What is required
Please find all lines in the data that hold the string "holding" and copy them.

The data
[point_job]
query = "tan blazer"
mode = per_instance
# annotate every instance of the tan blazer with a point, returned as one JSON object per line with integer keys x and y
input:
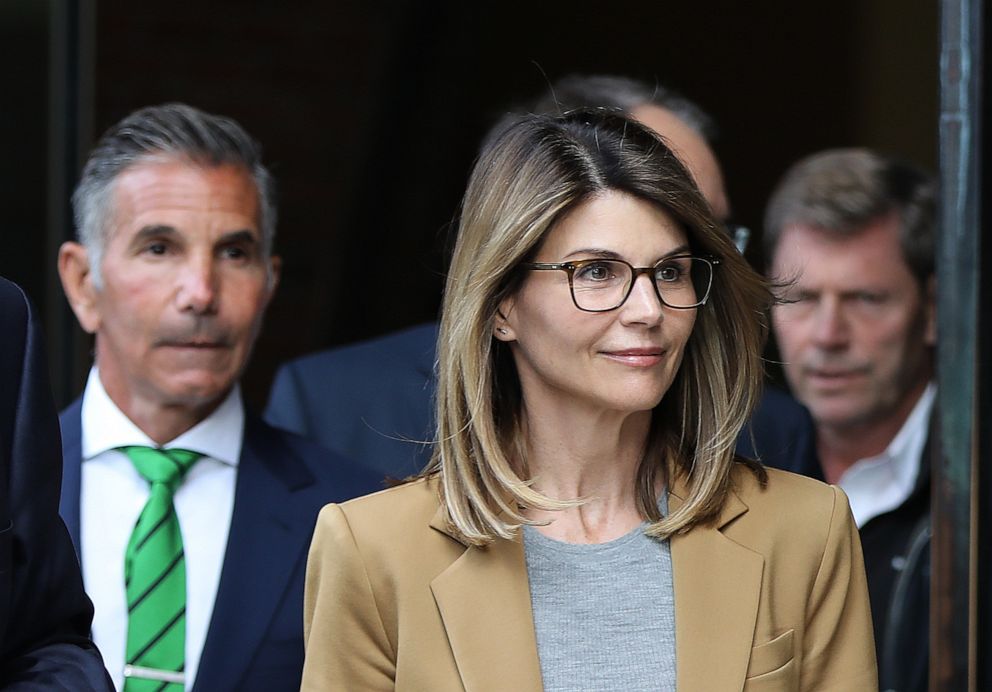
{"x": 772, "y": 596}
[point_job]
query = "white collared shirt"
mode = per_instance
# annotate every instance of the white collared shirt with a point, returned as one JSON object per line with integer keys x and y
{"x": 880, "y": 484}
{"x": 113, "y": 494}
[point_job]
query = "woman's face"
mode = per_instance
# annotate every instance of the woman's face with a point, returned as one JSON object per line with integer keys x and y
{"x": 623, "y": 360}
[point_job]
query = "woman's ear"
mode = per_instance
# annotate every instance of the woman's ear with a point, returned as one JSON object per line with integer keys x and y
{"x": 502, "y": 327}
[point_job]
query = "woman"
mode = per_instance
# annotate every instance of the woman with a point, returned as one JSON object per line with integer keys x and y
{"x": 584, "y": 523}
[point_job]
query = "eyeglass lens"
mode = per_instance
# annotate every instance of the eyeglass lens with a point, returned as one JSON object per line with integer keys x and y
{"x": 683, "y": 282}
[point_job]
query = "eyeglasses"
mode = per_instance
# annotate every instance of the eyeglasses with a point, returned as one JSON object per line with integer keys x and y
{"x": 600, "y": 285}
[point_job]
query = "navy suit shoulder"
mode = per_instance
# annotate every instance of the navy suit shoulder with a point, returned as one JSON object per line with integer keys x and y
{"x": 780, "y": 434}
{"x": 44, "y": 614}
{"x": 371, "y": 401}
{"x": 255, "y": 639}
{"x": 283, "y": 481}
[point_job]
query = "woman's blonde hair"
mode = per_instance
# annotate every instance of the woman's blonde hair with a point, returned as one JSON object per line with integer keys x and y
{"x": 525, "y": 179}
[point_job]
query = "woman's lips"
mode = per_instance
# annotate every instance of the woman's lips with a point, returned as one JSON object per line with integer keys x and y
{"x": 637, "y": 357}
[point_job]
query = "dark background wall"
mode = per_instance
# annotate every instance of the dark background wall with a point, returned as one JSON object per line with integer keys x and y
{"x": 370, "y": 114}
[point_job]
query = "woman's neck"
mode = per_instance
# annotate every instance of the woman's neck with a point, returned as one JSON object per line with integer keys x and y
{"x": 594, "y": 457}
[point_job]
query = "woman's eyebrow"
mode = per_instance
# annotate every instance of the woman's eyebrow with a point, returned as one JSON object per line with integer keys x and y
{"x": 610, "y": 254}
{"x": 595, "y": 252}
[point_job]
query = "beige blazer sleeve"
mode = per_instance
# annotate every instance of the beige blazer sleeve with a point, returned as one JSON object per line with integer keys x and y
{"x": 346, "y": 643}
{"x": 839, "y": 648}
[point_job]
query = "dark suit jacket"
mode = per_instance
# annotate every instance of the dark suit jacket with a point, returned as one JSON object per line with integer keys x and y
{"x": 255, "y": 638}
{"x": 44, "y": 614}
{"x": 373, "y": 401}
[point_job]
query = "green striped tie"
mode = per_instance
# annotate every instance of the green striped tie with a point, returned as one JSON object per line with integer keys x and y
{"x": 155, "y": 577}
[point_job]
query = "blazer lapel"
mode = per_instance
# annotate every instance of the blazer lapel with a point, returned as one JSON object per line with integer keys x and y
{"x": 484, "y": 601}
{"x": 717, "y": 588}
{"x": 72, "y": 460}
{"x": 269, "y": 533}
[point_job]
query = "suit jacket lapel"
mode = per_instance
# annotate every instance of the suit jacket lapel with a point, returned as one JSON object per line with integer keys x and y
{"x": 717, "y": 589}
{"x": 72, "y": 461}
{"x": 484, "y": 601}
{"x": 253, "y": 581}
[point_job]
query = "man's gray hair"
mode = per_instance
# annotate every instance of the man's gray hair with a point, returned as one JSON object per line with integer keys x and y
{"x": 172, "y": 131}
{"x": 841, "y": 191}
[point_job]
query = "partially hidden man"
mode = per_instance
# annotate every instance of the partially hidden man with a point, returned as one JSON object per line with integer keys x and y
{"x": 191, "y": 516}
{"x": 850, "y": 233}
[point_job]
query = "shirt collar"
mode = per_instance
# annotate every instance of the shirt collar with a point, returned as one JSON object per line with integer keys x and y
{"x": 106, "y": 427}
{"x": 881, "y": 483}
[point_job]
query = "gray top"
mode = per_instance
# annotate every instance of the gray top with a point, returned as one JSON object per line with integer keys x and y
{"x": 604, "y": 614}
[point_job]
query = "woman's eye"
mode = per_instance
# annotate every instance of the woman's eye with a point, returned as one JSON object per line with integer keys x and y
{"x": 595, "y": 272}
{"x": 668, "y": 274}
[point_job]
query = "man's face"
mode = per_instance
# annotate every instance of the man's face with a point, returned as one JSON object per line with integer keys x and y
{"x": 855, "y": 336}
{"x": 692, "y": 151}
{"x": 185, "y": 284}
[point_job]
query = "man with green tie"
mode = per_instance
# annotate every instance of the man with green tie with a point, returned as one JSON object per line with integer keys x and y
{"x": 192, "y": 517}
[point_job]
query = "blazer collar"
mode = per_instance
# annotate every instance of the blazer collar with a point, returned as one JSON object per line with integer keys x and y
{"x": 717, "y": 589}
{"x": 484, "y": 601}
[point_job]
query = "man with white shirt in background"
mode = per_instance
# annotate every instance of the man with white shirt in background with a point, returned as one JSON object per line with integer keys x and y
{"x": 850, "y": 234}
{"x": 192, "y": 517}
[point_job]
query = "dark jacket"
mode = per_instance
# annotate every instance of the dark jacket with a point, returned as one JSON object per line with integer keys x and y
{"x": 44, "y": 615}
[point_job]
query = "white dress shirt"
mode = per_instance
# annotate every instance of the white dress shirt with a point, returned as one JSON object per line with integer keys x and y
{"x": 879, "y": 484}
{"x": 113, "y": 494}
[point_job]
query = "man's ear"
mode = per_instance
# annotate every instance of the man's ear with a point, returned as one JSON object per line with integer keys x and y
{"x": 77, "y": 282}
{"x": 930, "y": 312}
{"x": 275, "y": 273}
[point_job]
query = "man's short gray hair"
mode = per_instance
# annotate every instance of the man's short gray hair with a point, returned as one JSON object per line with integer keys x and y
{"x": 172, "y": 131}
{"x": 841, "y": 191}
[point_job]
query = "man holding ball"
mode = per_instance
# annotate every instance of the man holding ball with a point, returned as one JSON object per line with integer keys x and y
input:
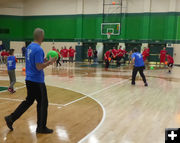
{"x": 36, "y": 88}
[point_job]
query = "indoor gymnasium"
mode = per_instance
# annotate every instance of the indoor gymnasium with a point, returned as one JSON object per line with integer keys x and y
{"x": 89, "y": 71}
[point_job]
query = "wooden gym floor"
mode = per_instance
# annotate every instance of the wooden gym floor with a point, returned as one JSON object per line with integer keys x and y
{"x": 91, "y": 105}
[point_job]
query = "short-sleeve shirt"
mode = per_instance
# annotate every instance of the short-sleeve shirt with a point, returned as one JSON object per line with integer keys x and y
{"x": 34, "y": 55}
{"x": 90, "y": 52}
{"x": 65, "y": 53}
{"x": 71, "y": 52}
{"x": 11, "y": 63}
{"x": 163, "y": 53}
{"x": 170, "y": 59}
{"x": 138, "y": 59}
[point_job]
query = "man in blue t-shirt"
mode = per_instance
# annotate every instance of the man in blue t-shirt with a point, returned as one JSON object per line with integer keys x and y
{"x": 11, "y": 66}
{"x": 36, "y": 88}
{"x": 137, "y": 60}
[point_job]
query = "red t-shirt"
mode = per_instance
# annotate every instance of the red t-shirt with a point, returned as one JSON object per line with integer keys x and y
{"x": 120, "y": 53}
{"x": 90, "y": 52}
{"x": 65, "y": 53}
{"x": 3, "y": 53}
{"x": 114, "y": 51}
{"x": 107, "y": 55}
{"x": 147, "y": 51}
{"x": 170, "y": 59}
{"x": 163, "y": 53}
{"x": 71, "y": 52}
{"x": 124, "y": 52}
{"x": 7, "y": 53}
{"x": 57, "y": 52}
{"x": 61, "y": 52}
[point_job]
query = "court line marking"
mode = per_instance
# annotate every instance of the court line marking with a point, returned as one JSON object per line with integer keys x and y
{"x": 15, "y": 89}
{"x": 90, "y": 96}
{"x": 85, "y": 96}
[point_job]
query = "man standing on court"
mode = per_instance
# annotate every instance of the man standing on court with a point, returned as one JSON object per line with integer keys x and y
{"x": 36, "y": 88}
{"x": 163, "y": 56}
{"x": 137, "y": 60}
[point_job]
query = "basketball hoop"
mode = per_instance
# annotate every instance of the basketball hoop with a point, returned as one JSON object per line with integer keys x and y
{"x": 108, "y": 35}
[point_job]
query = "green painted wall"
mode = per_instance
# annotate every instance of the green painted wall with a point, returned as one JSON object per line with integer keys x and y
{"x": 143, "y": 27}
{"x": 16, "y": 26}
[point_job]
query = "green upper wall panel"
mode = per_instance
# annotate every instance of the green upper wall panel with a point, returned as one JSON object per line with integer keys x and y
{"x": 15, "y": 25}
{"x": 142, "y": 27}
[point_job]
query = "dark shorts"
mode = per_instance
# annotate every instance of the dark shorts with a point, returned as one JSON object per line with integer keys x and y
{"x": 170, "y": 65}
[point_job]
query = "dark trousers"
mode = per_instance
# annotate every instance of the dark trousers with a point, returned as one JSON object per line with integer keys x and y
{"x": 71, "y": 59}
{"x": 12, "y": 78}
{"x": 89, "y": 59}
{"x": 58, "y": 62}
{"x": 118, "y": 61}
{"x": 135, "y": 71}
{"x": 107, "y": 63}
{"x": 38, "y": 92}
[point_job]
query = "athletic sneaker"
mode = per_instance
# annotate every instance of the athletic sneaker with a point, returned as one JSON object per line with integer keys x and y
{"x": 10, "y": 90}
{"x": 44, "y": 130}
{"x": 9, "y": 122}
{"x": 13, "y": 91}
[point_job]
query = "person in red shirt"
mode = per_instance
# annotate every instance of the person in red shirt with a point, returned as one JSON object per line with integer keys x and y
{"x": 65, "y": 54}
{"x": 3, "y": 54}
{"x": 114, "y": 53}
{"x": 107, "y": 57}
{"x": 61, "y": 51}
{"x": 90, "y": 55}
{"x": 163, "y": 56}
{"x": 145, "y": 54}
{"x": 119, "y": 55}
{"x": 59, "y": 56}
{"x": 71, "y": 54}
{"x": 170, "y": 62}
{"x": 124, "y": 55}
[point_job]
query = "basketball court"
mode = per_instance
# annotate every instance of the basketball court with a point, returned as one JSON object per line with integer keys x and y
{"x": 89, "y": 103}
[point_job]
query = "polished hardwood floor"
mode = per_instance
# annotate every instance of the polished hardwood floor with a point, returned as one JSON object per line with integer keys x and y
{"x": 91, "y": 105}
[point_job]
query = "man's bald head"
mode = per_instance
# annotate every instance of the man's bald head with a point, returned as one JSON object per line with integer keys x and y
{"x": 38, "y": 35}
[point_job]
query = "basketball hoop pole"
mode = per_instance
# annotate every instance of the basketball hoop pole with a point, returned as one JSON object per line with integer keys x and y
{"x": 108, "y": 35}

Solution
query = "man holding ball"
# annotate every instance of the man holding ball with a point, returned as one JSON object per line with integer keys x and y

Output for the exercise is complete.